Detection examples
-- begin --
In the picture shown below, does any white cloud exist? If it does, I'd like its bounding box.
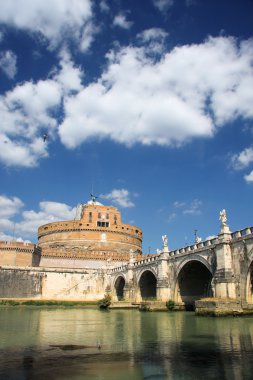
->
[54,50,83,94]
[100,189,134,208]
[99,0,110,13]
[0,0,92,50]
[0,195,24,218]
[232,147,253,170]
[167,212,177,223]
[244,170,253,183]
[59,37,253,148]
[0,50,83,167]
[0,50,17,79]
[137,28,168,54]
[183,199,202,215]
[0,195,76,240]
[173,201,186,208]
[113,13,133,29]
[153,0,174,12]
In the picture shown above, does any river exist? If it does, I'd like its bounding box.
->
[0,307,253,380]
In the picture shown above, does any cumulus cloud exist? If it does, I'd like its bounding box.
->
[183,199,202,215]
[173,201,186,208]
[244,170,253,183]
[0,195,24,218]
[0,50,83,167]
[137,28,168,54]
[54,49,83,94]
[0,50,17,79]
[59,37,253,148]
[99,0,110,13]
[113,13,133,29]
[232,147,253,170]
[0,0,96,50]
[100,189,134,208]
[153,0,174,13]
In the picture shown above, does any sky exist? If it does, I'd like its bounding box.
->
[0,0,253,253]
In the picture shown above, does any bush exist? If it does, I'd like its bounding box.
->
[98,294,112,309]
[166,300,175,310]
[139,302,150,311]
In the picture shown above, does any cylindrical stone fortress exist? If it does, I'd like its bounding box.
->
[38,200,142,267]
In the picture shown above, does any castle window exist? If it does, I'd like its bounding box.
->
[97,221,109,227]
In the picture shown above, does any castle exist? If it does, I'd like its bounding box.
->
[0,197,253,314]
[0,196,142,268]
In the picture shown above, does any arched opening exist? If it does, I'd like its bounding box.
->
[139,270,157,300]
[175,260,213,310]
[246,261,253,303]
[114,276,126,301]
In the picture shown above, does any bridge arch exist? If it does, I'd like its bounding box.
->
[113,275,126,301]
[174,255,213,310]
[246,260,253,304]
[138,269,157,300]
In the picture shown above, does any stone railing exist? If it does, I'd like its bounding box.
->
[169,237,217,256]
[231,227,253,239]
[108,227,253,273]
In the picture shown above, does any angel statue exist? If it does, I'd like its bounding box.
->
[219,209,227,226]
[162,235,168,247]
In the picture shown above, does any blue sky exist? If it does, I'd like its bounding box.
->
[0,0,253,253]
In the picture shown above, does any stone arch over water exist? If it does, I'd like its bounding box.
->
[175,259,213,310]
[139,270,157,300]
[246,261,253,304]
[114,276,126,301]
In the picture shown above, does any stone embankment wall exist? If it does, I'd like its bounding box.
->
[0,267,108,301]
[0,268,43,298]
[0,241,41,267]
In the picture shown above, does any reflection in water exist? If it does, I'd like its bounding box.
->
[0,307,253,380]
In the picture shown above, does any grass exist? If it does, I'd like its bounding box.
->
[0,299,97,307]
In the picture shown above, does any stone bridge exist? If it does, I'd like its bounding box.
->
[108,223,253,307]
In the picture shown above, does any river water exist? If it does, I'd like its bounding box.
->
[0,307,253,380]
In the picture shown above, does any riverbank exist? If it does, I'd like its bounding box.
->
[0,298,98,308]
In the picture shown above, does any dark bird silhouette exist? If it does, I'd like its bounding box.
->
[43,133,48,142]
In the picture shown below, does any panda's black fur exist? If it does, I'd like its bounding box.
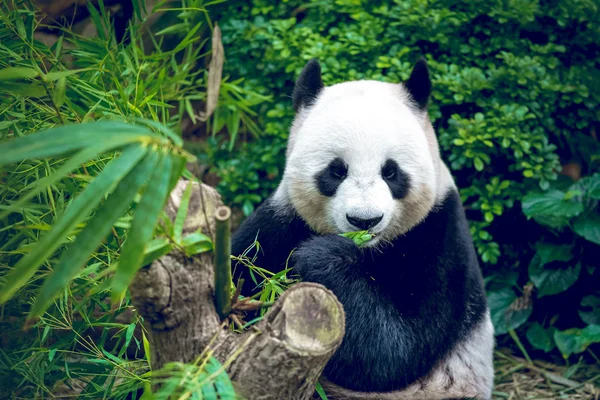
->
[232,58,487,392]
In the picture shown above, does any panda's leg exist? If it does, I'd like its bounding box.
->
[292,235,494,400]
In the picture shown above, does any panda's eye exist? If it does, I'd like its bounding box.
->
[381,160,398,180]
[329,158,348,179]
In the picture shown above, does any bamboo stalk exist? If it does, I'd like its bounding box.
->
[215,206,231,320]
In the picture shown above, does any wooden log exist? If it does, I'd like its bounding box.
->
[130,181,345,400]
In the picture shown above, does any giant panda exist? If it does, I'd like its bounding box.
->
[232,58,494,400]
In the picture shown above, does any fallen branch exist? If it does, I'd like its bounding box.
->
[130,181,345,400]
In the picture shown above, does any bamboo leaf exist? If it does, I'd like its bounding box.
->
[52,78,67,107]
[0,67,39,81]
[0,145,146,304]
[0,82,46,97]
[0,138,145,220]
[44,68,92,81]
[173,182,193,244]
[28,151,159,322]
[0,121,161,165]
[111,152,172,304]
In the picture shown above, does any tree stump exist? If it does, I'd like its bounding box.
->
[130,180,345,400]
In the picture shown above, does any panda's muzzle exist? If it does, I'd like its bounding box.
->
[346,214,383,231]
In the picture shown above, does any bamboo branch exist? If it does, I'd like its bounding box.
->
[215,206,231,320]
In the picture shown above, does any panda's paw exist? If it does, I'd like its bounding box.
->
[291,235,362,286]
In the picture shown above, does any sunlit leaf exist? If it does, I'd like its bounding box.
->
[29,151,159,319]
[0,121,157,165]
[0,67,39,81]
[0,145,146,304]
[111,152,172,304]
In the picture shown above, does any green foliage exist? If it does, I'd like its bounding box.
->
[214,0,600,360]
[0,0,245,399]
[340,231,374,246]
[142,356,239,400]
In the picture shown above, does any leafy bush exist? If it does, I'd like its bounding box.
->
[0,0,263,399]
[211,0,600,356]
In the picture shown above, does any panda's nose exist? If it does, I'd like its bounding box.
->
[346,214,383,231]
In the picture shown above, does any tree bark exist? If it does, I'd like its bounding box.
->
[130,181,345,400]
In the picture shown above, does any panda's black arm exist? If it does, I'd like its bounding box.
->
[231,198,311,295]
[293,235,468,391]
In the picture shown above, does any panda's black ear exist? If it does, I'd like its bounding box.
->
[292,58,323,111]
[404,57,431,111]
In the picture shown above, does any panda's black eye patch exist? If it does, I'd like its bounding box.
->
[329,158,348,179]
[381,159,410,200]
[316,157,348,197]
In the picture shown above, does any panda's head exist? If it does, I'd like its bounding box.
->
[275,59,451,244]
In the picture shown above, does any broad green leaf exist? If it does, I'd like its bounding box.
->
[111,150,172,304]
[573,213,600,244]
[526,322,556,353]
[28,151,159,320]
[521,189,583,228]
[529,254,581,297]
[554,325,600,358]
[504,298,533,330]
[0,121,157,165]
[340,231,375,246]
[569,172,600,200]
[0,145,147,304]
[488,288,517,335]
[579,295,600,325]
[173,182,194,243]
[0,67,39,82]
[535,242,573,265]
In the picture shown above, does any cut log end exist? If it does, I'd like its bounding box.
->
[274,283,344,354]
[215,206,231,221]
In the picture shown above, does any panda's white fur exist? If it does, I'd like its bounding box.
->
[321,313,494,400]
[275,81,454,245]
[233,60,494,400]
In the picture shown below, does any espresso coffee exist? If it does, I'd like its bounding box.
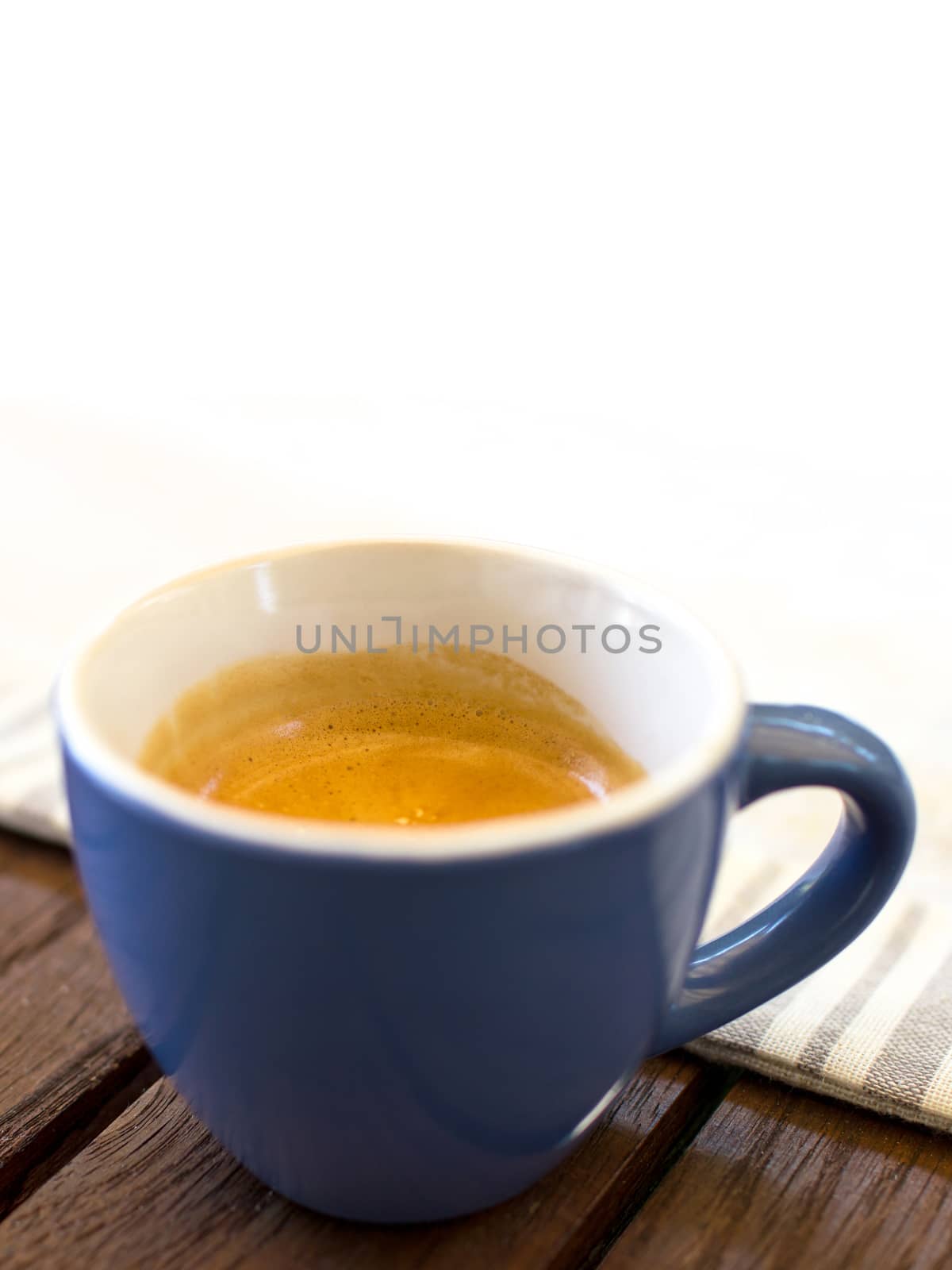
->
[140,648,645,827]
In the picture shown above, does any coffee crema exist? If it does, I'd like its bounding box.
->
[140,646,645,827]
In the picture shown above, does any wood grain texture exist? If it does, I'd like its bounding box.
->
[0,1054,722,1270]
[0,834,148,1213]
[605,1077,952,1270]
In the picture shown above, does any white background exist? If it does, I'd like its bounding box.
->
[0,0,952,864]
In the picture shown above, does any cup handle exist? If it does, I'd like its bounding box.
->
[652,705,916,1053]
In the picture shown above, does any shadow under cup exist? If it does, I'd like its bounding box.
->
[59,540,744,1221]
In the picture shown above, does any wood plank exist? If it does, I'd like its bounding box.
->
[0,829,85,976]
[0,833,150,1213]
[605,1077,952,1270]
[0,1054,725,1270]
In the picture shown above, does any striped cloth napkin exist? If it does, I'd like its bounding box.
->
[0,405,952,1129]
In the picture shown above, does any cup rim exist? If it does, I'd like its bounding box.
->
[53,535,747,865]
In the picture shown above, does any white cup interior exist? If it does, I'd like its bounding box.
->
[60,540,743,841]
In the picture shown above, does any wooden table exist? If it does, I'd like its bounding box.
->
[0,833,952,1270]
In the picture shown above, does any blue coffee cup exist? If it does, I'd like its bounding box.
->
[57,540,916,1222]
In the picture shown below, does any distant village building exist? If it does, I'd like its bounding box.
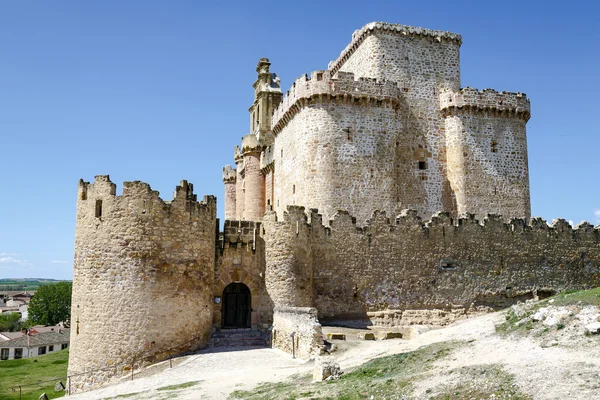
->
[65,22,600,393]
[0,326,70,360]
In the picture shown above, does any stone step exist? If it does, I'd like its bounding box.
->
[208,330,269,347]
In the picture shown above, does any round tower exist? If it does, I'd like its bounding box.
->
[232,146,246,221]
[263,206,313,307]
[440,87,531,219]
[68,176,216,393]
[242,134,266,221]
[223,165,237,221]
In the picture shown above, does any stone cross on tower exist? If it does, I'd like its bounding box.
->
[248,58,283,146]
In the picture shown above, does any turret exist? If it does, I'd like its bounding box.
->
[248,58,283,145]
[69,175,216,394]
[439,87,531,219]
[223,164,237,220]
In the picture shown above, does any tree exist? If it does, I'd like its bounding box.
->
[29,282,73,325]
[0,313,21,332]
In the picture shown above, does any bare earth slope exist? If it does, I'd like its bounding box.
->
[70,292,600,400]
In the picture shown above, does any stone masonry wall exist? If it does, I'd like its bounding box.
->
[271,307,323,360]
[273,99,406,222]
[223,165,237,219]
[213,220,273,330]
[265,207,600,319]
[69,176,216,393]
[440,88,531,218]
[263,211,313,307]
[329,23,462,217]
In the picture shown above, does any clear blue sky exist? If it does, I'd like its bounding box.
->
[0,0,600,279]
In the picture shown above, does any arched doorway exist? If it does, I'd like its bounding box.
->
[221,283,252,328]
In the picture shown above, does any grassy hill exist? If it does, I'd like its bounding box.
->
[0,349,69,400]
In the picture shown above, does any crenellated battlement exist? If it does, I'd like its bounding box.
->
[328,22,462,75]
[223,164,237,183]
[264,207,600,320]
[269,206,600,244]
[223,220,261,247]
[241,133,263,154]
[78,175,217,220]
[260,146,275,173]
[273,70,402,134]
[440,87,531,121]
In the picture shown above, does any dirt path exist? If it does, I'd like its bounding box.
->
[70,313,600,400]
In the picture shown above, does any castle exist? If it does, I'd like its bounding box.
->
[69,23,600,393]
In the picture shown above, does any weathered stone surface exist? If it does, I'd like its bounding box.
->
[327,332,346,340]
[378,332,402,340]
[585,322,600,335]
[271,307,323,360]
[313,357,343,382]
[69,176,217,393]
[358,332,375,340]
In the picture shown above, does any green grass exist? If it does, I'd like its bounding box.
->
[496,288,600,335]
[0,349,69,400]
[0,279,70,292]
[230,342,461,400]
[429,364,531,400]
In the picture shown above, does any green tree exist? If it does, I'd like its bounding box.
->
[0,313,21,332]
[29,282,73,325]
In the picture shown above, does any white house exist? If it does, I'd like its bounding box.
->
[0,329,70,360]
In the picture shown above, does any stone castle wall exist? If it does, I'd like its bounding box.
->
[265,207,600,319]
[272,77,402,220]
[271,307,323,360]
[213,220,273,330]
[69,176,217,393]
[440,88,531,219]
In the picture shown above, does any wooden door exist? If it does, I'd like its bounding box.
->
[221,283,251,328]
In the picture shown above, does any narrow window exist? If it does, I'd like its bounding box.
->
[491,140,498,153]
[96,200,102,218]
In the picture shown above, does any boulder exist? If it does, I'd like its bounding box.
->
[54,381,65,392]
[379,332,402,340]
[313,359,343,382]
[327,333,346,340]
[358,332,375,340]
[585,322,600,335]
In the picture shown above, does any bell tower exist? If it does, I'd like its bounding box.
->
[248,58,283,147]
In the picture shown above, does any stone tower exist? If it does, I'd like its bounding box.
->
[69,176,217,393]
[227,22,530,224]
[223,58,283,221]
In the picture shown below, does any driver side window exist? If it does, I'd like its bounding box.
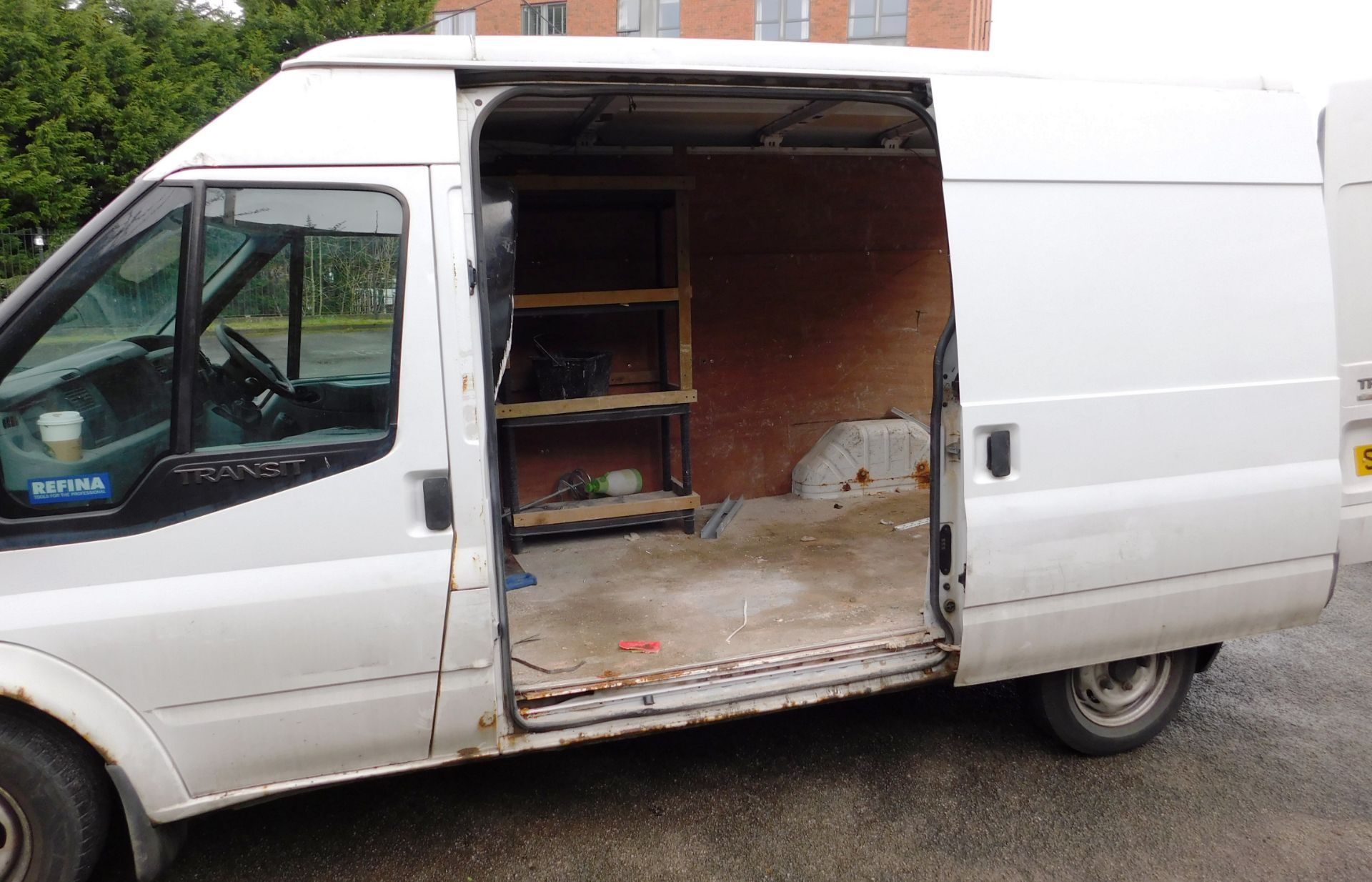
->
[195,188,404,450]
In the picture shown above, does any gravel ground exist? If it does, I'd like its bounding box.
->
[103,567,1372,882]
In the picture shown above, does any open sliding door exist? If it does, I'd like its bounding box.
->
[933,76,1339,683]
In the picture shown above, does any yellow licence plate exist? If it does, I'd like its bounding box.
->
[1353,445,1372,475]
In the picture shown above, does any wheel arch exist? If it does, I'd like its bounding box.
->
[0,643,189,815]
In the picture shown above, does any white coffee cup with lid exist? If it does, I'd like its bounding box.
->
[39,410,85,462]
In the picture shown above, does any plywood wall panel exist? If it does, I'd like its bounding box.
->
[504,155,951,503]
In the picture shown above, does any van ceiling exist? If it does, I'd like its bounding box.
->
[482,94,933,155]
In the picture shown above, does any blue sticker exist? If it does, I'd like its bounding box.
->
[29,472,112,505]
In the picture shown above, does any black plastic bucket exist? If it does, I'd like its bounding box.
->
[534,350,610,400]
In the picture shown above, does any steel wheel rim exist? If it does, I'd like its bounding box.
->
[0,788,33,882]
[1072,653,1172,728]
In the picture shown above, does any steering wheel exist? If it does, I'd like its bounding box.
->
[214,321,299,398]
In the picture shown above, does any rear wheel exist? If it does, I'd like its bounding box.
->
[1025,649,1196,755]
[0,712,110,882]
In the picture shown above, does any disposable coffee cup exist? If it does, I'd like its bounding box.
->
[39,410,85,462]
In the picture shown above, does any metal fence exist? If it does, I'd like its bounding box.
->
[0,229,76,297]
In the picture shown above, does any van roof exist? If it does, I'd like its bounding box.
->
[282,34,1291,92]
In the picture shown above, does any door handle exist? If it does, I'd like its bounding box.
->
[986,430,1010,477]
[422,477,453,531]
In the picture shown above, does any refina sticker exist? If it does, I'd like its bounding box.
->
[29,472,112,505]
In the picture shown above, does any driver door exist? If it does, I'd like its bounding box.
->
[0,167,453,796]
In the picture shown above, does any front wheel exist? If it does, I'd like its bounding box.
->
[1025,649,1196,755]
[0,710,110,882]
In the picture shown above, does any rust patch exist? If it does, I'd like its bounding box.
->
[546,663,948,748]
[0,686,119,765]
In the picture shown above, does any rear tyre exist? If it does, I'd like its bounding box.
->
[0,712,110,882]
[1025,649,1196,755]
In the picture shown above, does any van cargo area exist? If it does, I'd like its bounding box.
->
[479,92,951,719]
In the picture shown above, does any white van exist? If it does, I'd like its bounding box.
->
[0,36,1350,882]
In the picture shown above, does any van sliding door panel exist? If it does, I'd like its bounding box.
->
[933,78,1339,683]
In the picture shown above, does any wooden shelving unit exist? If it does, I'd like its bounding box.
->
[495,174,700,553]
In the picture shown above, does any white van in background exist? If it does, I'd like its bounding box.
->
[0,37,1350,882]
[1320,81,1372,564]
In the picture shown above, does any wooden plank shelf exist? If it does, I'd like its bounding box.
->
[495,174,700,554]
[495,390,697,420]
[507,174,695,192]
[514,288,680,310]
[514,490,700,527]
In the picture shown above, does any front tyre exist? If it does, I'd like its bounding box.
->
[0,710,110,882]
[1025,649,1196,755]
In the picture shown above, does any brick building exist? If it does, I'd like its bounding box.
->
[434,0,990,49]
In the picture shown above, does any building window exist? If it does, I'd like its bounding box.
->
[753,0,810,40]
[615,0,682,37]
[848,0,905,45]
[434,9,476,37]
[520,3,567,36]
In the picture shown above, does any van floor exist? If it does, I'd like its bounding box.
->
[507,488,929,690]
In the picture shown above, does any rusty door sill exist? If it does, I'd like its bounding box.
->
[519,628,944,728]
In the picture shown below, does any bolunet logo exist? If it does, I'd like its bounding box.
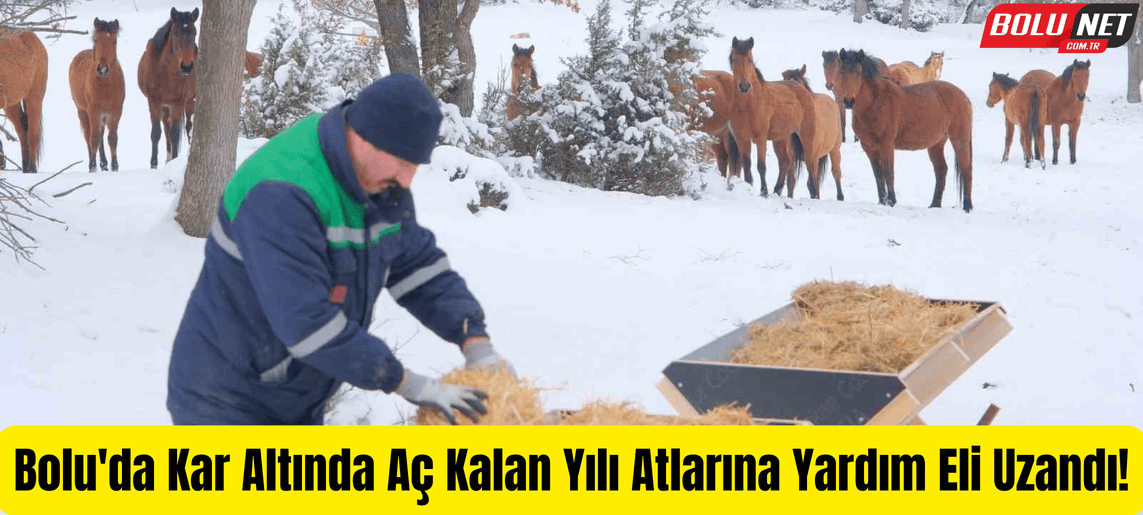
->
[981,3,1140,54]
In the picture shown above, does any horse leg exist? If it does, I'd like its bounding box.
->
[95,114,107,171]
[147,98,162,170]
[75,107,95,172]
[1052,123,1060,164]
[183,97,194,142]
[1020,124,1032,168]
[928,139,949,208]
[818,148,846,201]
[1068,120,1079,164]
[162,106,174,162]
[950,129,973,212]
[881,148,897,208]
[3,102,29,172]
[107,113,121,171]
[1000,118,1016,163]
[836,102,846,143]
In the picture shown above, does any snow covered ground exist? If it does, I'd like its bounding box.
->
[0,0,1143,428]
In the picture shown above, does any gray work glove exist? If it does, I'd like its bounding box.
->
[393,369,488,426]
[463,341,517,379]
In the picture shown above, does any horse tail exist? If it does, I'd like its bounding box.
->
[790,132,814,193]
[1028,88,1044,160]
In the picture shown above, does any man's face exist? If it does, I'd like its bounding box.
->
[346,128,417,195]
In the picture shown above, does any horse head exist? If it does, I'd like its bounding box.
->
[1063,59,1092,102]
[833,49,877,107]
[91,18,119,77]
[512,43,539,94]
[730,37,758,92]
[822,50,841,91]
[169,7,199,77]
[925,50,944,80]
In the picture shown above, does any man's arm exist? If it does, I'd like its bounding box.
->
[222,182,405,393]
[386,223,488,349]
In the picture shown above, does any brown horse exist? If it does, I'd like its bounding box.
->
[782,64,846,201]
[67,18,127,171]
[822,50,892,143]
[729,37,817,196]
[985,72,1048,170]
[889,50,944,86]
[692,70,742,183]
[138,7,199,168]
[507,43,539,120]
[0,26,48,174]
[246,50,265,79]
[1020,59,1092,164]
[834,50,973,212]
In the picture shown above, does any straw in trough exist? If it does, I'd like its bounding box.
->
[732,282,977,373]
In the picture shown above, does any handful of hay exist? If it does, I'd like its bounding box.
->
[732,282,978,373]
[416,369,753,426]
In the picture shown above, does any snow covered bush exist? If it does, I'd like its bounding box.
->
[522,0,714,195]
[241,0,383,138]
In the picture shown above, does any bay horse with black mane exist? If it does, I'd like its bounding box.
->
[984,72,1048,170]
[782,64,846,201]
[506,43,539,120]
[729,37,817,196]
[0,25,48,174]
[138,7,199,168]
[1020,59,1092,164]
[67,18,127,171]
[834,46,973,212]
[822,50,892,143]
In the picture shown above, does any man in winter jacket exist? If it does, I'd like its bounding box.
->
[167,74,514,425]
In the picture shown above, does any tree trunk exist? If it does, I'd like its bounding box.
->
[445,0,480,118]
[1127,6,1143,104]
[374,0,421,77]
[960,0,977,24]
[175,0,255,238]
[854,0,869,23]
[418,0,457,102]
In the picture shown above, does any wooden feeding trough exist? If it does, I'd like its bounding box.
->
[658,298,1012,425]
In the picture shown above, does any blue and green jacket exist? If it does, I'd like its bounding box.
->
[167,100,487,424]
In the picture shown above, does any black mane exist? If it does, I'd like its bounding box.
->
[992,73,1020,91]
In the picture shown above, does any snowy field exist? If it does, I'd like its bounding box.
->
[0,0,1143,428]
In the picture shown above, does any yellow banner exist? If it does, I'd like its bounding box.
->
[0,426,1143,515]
-- end --
Exercise directions
Update the items from the line containing "In the picture shown above, does any panda's white" through the line containing "[57,540,916,1222]", both included, so that "wood plank" reads "wooden board" and nothing else changes. Leave the pictures out of your answer.

Output for this exercise
In the picture shown above, does any panda's white fur exist? If it does, I'd like its bounding box.
->
[321,313,494,400]
[275,81,454,245]
[233,60,494,400]
In the picture shown below, does any espresso coffee exist? If it does, I'd like its bounding box.
->
[140,648,645,827]
In the picture shown above, does any coffee crema exist? If it does, I'd like its bounding box.
->
[140,646,645,827]
In the picture shown above, does any wood grain texture exist? If it does, I'd like its bounding box.
->
[0,1054,722,1270]
[0,834,148,1213]
[605,1077,952,1270]
In the picture shown above, does any white background exist? If it does, I'd like its bounding box.
->
[0,0,952,864]
In the picture shown above, does any cup handle exist? If it does, I'd like its bounding box.
->
[652,705,916,1053]
In the picture shown above, does any shadow under cup exist? If it does, I'd like its bounding box.
->
[59,540,744,1221]
In the picture shown above, does any wooden board exist? If it does, I'd like its bounding box.
->
[0,829,85,976]
[0,833,150,1213]
[605,1077,952,1270]
[0,1054,725,1270]
In the picture shown above, does any striped cloth napkin exist? If it does, I'd like its bounding box.
->
[0,405,952,1129]
In the picture shown above, does any cup rim exist? If it does, I'd like its bounding box.
->
[53,535,747,865]
In the picture shown above, does any white cup interior exist? If it does, I'd like its bounding box.
->
[60,540,743,841]
In the picture shown above, does any wooden table exist? If it does, I'd like its bounding box.
->
[0,833,952,1270]
In the picture shown above, does any blue coffee cup exist? If it does, I'd like its bounding box.
->
[57,540,916,1222]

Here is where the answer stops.